| TO BE DONE |
Could you write out the records again, starting at the line containing "every wooden torii-shaped" and ending at the line containing "905, 84, 1080, 229", swapping "shrine" for "altar" and leaving everything else unchanged?

══════════

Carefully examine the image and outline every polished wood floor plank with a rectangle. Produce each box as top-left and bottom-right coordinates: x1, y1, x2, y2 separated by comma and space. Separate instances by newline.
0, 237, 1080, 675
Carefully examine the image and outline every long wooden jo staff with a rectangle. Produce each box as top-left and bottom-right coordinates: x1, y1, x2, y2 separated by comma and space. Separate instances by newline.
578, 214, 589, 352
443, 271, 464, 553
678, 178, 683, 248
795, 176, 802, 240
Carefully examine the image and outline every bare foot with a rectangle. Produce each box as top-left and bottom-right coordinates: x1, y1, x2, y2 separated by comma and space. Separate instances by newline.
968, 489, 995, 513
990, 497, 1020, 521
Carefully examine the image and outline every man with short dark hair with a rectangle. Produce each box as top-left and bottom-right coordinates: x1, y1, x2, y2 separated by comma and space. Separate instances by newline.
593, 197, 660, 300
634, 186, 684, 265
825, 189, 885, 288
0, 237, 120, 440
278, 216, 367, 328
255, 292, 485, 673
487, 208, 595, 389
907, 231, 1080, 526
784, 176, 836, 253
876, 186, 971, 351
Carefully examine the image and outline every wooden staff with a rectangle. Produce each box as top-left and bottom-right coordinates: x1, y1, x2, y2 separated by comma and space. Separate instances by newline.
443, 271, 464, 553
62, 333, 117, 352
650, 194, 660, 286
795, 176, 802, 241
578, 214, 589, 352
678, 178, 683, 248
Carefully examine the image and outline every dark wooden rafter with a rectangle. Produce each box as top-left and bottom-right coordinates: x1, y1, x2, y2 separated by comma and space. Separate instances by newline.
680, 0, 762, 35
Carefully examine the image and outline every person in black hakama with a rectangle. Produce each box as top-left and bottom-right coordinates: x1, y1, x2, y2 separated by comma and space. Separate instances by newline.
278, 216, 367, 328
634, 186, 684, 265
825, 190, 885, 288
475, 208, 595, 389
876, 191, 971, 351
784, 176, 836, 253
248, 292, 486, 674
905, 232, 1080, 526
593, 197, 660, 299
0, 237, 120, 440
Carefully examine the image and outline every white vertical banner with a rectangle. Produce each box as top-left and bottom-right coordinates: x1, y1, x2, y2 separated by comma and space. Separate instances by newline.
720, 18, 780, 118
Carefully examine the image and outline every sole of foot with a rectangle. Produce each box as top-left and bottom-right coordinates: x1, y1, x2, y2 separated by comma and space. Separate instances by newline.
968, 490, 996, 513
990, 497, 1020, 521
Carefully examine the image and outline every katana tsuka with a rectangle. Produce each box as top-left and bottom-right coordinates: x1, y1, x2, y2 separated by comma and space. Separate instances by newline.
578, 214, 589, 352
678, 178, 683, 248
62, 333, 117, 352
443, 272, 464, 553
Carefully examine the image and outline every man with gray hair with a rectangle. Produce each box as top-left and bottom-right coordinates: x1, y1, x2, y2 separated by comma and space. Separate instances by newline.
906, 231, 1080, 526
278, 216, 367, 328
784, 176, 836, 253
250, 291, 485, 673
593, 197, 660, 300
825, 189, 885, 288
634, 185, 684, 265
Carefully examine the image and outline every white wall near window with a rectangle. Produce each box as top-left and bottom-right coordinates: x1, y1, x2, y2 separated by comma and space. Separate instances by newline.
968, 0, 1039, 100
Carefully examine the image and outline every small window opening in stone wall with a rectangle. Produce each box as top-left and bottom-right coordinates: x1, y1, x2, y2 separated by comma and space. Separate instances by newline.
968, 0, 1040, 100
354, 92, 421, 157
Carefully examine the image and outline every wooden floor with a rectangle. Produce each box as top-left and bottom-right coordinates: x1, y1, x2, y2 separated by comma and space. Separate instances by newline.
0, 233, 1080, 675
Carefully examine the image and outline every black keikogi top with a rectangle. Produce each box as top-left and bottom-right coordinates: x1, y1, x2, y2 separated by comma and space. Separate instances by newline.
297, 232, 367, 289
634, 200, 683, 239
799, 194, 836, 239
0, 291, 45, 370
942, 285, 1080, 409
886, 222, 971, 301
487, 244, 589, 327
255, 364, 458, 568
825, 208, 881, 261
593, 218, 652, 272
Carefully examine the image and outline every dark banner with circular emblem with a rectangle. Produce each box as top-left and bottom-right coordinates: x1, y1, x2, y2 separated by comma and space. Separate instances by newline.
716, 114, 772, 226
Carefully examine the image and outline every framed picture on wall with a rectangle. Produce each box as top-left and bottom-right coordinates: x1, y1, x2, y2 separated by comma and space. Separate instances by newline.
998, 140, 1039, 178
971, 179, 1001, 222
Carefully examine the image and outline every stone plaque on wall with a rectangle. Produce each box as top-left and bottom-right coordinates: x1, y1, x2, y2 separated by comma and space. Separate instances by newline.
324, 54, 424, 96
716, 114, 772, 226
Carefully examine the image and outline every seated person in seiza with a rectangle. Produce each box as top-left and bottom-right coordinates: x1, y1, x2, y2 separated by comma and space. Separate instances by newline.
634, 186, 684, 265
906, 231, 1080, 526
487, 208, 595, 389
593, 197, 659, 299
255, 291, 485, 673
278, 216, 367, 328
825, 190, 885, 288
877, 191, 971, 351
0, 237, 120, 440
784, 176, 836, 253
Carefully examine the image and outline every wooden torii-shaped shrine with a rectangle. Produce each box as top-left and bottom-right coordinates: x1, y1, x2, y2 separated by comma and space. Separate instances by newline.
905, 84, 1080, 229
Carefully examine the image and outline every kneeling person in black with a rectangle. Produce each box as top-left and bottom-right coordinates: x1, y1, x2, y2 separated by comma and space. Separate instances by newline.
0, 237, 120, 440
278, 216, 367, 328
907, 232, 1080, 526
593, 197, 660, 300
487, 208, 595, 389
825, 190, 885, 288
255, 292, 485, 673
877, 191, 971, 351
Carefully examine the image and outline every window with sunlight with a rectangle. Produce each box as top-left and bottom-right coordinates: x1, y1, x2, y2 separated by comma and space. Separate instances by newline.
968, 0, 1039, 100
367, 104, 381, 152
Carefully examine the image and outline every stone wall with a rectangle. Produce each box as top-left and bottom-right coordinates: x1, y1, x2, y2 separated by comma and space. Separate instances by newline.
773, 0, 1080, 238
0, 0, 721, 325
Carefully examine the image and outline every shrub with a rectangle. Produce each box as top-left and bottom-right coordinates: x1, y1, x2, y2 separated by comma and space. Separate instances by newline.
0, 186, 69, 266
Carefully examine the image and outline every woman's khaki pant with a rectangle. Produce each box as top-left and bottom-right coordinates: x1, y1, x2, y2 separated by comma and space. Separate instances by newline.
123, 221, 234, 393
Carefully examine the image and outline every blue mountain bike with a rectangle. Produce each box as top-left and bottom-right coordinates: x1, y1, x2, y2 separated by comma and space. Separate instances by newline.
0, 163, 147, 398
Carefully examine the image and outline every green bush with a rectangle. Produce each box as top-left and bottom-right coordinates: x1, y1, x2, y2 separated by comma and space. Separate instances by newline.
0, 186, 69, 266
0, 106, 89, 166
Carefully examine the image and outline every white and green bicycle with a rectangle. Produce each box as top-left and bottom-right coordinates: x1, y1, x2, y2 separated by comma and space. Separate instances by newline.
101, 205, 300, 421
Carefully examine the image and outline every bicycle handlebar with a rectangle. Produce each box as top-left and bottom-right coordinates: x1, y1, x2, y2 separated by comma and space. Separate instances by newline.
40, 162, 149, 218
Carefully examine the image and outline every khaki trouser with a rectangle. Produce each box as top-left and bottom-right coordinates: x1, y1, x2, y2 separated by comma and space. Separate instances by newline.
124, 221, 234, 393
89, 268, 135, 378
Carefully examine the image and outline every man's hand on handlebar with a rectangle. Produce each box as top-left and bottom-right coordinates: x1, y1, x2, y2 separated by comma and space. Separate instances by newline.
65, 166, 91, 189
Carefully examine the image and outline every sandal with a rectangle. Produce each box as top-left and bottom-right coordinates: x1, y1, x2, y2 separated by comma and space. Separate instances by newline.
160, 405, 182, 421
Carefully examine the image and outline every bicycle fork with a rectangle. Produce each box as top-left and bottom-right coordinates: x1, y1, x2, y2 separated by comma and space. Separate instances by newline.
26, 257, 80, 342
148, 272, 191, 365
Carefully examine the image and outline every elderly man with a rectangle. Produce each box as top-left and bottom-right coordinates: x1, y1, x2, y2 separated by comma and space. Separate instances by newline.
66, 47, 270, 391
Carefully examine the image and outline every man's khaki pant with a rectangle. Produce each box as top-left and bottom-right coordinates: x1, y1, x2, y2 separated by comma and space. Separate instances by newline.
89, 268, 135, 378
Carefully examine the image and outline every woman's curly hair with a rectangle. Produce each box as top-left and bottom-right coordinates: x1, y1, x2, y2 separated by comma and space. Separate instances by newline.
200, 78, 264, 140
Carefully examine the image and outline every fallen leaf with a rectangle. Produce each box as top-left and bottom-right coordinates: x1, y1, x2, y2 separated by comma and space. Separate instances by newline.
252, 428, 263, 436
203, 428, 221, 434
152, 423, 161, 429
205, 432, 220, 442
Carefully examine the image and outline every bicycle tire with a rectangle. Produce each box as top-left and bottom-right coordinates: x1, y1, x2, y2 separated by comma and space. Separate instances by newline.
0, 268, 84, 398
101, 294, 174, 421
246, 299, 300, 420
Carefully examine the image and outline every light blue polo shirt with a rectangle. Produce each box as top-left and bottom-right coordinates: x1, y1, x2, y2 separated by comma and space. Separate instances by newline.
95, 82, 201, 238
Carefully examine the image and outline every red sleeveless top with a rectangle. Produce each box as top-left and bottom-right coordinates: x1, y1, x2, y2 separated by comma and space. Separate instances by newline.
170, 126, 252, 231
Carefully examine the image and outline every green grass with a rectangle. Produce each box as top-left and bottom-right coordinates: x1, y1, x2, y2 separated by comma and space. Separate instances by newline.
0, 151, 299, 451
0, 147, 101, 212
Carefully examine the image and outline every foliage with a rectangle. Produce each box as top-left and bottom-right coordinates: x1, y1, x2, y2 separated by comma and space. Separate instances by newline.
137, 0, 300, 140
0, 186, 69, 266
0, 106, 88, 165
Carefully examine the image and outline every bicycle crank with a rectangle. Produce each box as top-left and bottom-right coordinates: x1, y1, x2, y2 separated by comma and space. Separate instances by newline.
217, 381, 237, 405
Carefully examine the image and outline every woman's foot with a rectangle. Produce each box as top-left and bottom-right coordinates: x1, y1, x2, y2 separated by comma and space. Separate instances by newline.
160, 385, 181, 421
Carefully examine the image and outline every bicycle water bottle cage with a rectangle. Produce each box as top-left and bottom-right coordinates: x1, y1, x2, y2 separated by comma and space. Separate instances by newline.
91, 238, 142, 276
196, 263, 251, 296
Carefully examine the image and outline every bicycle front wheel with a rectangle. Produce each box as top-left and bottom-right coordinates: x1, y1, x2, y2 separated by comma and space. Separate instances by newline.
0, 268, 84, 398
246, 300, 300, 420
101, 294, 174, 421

══════════

| SOLUTION |
Carefully examine the image and outline every wooden torii-shaped altar with a rectangle. Produce each box as top-left and bottom-right coordinates: x1, y1, x2, y2 separated by comma and space. Separate instances by newline.
905, 84, 1080, 229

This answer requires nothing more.